# Weed encroaching on my lawn



## Mbcarter967 (Feb 25, 2020)

I have some weeds intermixed with my Kentucky 31 Tall Fescue in my yard. They've really come up mostly over the last month or so. After some research online, I thought I determined it was crabgrass. Saturday, I sprayed some ortho crabgrass killer on it, but it isn't showing any signs of killing it after almost a week. I have attached pictures of it below. Thank you!


----------



## cldrunner (May 14, 2019)

Looks like you have some crabgrass and rescuegrass. It is starting to yellow but it is going to take some time(a few weeks). It is also going to take multiple applications. You have your work cut out for you because that lawn looks to be covered by 50+ percent weeds. I would spray again soon. You also need to put down a pre-emergent now and in late fall.

This is a good resource to help you identify weeds.

**PROBLEM STATEMENT**
Can you change "Saturday" to "Sunday" in the lawn weed thread above and give everything from "# Weed encroaching" down to "(May 14, 2019)" with that one change?

Pointing and labeling records
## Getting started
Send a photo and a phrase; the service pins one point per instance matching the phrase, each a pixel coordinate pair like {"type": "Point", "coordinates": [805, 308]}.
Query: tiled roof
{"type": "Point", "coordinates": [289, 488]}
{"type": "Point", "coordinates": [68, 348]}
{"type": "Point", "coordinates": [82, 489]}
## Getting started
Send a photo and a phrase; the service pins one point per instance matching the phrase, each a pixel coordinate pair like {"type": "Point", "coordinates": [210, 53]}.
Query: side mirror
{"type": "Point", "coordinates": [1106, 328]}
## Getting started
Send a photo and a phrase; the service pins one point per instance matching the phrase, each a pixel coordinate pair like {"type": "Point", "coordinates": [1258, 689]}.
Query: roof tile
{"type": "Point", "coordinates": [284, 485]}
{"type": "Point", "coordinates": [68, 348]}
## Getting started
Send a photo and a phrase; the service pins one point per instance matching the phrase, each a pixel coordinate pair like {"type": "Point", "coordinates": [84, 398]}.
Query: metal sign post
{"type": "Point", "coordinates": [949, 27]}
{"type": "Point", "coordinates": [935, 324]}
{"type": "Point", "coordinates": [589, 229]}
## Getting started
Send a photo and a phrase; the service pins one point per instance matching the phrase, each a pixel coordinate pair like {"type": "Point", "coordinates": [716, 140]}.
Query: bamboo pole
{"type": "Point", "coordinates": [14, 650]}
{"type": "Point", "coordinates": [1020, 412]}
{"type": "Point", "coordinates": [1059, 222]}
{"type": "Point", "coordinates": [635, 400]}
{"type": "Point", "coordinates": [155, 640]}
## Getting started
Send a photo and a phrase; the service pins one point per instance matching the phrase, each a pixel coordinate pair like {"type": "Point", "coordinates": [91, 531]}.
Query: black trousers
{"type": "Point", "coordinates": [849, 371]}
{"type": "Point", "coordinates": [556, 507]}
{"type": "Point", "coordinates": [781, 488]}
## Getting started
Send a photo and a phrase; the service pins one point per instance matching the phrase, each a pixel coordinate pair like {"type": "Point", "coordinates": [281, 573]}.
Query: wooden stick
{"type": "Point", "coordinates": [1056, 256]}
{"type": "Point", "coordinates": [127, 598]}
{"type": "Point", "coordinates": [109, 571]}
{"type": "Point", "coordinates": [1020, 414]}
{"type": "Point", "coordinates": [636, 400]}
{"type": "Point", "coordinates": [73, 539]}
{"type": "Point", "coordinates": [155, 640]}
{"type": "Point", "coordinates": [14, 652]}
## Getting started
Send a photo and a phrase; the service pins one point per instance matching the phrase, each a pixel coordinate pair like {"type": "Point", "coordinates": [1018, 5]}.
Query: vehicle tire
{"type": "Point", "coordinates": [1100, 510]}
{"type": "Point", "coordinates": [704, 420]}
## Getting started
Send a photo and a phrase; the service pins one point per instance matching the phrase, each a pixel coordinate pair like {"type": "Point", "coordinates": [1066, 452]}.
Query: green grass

**SOLUTION**
# Weed encroaching on my lawn



## Mbcarter967 (Feb 25, 2020)

I have some weeds intermixed with my Kentucky 31 Tall Fescue in my yard. They've really come up mostly over the last month or so. After some research online, I thought I determined it was crabgrass. Sunday, I sprayed some ortho crabgrass killer on it, but it isn't showing any signs of killing it after almost a week. I have attached pictures of it below. Thank you!


----------



## cldrunner (May 14, 2019)